>> START Data section

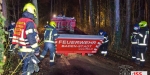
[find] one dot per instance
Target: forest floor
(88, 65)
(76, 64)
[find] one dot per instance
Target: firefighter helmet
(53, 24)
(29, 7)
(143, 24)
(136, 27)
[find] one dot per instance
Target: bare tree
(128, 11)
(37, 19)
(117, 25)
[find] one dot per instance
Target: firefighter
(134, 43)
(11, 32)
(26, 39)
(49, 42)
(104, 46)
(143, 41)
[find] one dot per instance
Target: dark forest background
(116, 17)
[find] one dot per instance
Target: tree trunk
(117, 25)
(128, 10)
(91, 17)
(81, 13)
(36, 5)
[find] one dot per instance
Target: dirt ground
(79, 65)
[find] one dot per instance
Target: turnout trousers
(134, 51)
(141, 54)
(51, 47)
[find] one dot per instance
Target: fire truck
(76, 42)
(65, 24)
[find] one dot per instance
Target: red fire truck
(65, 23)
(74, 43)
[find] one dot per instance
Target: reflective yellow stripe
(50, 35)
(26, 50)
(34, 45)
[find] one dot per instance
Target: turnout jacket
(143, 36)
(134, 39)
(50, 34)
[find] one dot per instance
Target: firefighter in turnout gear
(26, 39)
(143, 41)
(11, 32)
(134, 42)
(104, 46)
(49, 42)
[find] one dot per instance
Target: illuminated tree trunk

>> END Data section

- Directions for this task
Print each line of the material above exactly, with the pictures removed from your copy.

- Finished answer
[find] one dot per instance
Target: forest floor
(88, 65)
(76, 64)
[find] one dot per instance
Target: firefighter helmet
(53, 24)
(29, 7)
(143, 24)
(136, 27)
[find] one dot per instance
Target: bare tree
(128, 11)
(37, 19)
(117, 25)
[find] one dot per instance
Target: firefighter
(134, 43)
(11, 32)
(26, 39)
(49, 42)
(104, 46)
(143, 41)
[find] one dot per instance
Target: dark forest background
(116, 17)
[find] one dot per instance
Target: tree trunk
(117, 25)
(128, 10)
(91, 17)
(81, 13)
(36, 5)
[find] one dot per instance
Target: dirt ground
(79, 65)
[find] one dot per instance
Target: turnout trousers
(134, 51)
(141, 54)
(51, 47)
[find] one dot per instance
Target: fire truck
(76, 42)
(65, 24)
[find] one dot per instance
Target: red fire truck
(65, 23)
(74, 43)
[find] one dot per instance
Target: reflective yellow stripe
(50, 35)
(26, 50)
(34, 45)
[find] one dot per instance
Target: turnout jacket
(143, 36)
(134, 39)
(50, 34)
[find] one dot per instance
Target: firefighter in turnout gear
(26, 39)
(143, 41)
(11, 32)
(134, 42)
(104, 46)
(49, 42)
[find] one dot per instance
Target: illuminated tree trunk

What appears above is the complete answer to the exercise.